Bu gençlere türkü dinletmemiz lazımdır. Yoksa koskoca bir nesli kaybediyoruz.


Türkülerimiz olmazsa Türk Milleti de olmaz. Türkçemiz olmazsa Türk Milleti de olmaz. Birileri  elini vicdanına koysun da Türk Kültürünün önemli bir parçası olan türkülerimize, halaylarımıza ve eski halk giysilerine, Kayseri Kültürüne, Kayserililik bilincine, kimseyi ayırmadan bölmeden sahip çıkmalıdır.


Kayseri şehir merkezinin birazcık dışına çıkalım. Kayseri’yi 16 ilçesiyle ve bütün köylerini kapsayan bir çalışma başlatalım. CD’ler DVD’ler hazırlayalım, hem de binlerce olsun ve gençlere kendi kültürlerini sevdirelim. Yoksa cehalet diz boyunu çoktan geçmiştir.

İstenen Çalışmalar>
• 1. Türküler ve Kayseri kültürü üzerine olan metne göre aşağıdaki soruları yanıtlayın:
(a) Bir neslin kaybedilmemesi için gençlere ne dinletilmelidir?
(b) Başlatılması önerilen çalışma Kayseri'de hangi yerleri kapsamalıdır?
(c) Gençlere kendi kültürlerini sevdirmek için ne hazırlanması önerilir?
• 2. Türküler ve Kayseri kültürü üzerine olan metni iki cümleyle özetleyin.
Metnin ardından gelen liste, metinden ayrı bir malzemedir.

Verilen Bilgiler>
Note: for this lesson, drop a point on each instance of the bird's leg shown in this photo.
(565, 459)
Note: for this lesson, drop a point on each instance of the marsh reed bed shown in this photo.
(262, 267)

Cevap Anahtarı>
• 1.
(a) Türkü.
(b) Kayseri'nin 16 ilçesini ve bütün köylerini.
(c) Binlerce CD ve DVD.

• 2. Metne göre türküler ve Türkçe olmadan Türk milleti olmaz, bu yüzden gençlere türkü dinletilmeli; türkülere, halaylara, eski halk giysilerine ve Kayseri kültürüne kimse ayrılmadan sahip çıkılmalıdır. Metin, Kayseri'nin 16 ilçesini ve bütün köylerini kapsayan bir çalışma başlatılmasını, binlerce CD ve DVD hazırlanarak gençlere kendi kültürlerinin sevdirilmesini önerir.